## About this task
From the listing below, pull out the lines that hold "white".

* * * *

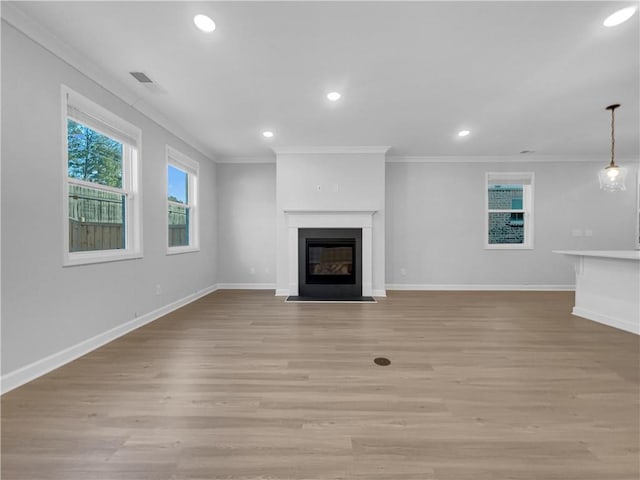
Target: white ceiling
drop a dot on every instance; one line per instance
(519, 75)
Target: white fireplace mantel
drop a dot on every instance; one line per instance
(363, 219)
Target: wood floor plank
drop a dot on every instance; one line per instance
(240, 385)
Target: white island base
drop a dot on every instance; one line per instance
(608, 287)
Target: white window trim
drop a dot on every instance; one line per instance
(131, 183)
(527, 210)
(179, 160)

* * * *

## Expected answer
Target: white ceiling
Target: white fireplace mantel
Target: white island base
Target: white window trim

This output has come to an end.